The Obameter

Safeguard the right to privacy

"Will strengthen privacy protections for the digital age and will harness the power of technology to hold government and business accountable for violations of personal privacy."


Updates

FCC limits broadband providers use of personal data

Way back during the 2008 campaign, Barack Obama made a broad promise to strengthen privacy protections online and to hold both government and business accountable for violations.

The most concrete success on that front came in the final days of his presidency. On Oct. 27, the Federal Communications Commission adopted new rules that govern broadband internet service providers. These companies, such as Verizon and Comcast, sell high-speed connections to the web.

The new rules give customers more control over how their personal information is used and shared.

"It one of the biggest changes we've seen in years," said Jay Stanley, a senior analyst with the American Civil Liberties Union's program on speech, privacy and technology.

The rules put personal information into two boxes -- sensitive and non-sensitive. The first category includes Social Security numbers, web browsing history and precise physical location. Companies must get a positive opt-in from customers to use and share that data.

Data extract:
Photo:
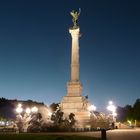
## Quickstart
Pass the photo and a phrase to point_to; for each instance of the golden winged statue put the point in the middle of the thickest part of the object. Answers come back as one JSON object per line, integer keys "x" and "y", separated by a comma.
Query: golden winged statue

Exercise tasks:
[1] Rewrite the privacy article from "Way back during" up to and including "used and shared.", putting "subscribers" in place of "customers".
[2] According to the privacy article, on what date did the Federal Communications Commission adopt the new broadband rules?
[3] Pick up the privacy article from its last sentence and continue it.

Final results:
[1]
Way back during the 2008 campaign, Barack Obama made a broad promise to strengthen privacy protections online and to hold both government and business accountable for violations.

The most concrete success on that front came in the final days of his presidency. On Oct. 27, the Federal Communications Commission adopted new rules that govern broadband internet service providers. These companies, such as Verizon and Comcast, sell high-speed connections to the web.

The new rules give subscribers more control over how their personal information is used and shared.

[2] Oct. 27

[3]
Non-sensitive information includes your email address and the level of service you're buying. Providers can share that information, but customers have the power to opt-out to block them.

Stanley said internet service providers had just begun to look at the marketing value of the information they had on their customers. The FCC rules put controls in place before they started to run with the idea.

The Obama administration was not particularly engaged in the rulemaking process, but it can take some credit for the outcome. The three Democratic-affiliated members of the FCC voted in favor of the rules. The two Republican affiliated members voted against.

Companies that violate the rule will face fines and penalties.

In 2012, the administration published the Consumer Privacy Bill of Rights. The measure says consumers have a right to expect that organizations will use their data for the same purpose they provided it, that their data will be handled responsibly and with limits, and that they can access it easily.

In May 2011, the White House unveiled a cybersecurity legislative proposal, which included proposals for protecting the nation's power grids and computer networks but also individuals' personal data. Ed Mierzwinski, consumer program director for the U.S. Public Interest Research Group, called it a "comprehensive and generally widely-praised" platform.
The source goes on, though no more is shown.